**YOUR GOAL**
Scale every line from the start of the records down to the line containing "(0, 242), (1264, 357)", both included, by multiplying each coordinate in the answers by 0.6 and rounding to whole numbers, with halves rounded up. Copy all other text on these lines unchanged, including the numbers in the "Expected output like" lines.
* Begin PROVIDED MATERIAL *
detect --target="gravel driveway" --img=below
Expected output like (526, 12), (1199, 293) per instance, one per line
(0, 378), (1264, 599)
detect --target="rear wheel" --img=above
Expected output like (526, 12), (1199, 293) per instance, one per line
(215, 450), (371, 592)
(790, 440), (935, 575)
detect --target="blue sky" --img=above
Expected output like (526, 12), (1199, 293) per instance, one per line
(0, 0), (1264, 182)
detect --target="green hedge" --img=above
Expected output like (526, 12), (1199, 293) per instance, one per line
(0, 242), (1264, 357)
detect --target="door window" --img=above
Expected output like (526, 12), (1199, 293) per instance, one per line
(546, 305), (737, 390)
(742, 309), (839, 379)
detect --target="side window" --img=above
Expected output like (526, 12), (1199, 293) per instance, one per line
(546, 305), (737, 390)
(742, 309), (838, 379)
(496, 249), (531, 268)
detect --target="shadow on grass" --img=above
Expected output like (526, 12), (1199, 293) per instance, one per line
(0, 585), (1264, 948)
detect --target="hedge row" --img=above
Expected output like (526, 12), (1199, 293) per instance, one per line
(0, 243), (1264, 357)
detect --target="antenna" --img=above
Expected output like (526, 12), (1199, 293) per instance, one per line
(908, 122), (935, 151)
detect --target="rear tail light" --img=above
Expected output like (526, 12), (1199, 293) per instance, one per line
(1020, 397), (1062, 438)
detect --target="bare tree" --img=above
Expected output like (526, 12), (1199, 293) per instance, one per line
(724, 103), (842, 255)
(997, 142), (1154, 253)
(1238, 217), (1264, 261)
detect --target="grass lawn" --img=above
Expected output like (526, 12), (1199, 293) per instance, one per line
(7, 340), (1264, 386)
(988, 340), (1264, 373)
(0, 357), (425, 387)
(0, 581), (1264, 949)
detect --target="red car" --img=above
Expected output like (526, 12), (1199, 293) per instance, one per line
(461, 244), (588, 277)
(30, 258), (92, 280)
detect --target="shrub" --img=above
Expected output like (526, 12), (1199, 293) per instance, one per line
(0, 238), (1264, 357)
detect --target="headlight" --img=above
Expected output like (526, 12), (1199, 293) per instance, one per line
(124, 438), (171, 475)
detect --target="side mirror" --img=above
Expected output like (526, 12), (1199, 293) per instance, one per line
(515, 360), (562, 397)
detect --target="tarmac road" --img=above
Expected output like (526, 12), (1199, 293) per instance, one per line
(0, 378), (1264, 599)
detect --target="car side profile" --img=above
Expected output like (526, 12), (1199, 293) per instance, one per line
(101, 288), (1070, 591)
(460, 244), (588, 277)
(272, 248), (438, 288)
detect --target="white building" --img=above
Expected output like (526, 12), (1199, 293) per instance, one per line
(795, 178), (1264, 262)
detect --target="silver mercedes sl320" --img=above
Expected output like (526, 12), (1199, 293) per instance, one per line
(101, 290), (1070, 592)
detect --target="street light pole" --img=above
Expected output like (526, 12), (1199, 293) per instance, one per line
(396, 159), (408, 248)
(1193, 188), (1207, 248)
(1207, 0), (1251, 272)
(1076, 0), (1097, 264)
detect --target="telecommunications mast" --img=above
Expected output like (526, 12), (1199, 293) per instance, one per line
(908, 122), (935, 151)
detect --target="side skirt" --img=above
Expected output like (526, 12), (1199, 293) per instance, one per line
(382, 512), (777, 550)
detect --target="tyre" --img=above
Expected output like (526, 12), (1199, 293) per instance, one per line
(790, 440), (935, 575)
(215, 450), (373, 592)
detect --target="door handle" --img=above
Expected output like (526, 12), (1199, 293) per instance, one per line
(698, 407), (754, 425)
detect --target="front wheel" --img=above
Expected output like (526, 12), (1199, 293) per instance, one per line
* End PROVIDED MATERIAL *
**RESULT FOR THIS TASK**
detect --target="gravel driveway" --img=below
Expected output like (526, 12), (1199, 293) per instance, one per line
(0, 227), (758, 359)
detect --target="rear wheel" --img=above
Expected output like (526, 12), (1199, 293) per instance, one per line
(129, 270), (223, 355)
(474, 264), (561, 345)
detect --target="blue sky" --img=above
Expected output like (526, 12), (1199, 293) per instance, one per line
(0, 0), (758, 109)
detect --target="green hedge" --img=above
Expected output like (526, 12), (1199, 293) per instance, one per line
(0, 145), (758, 214)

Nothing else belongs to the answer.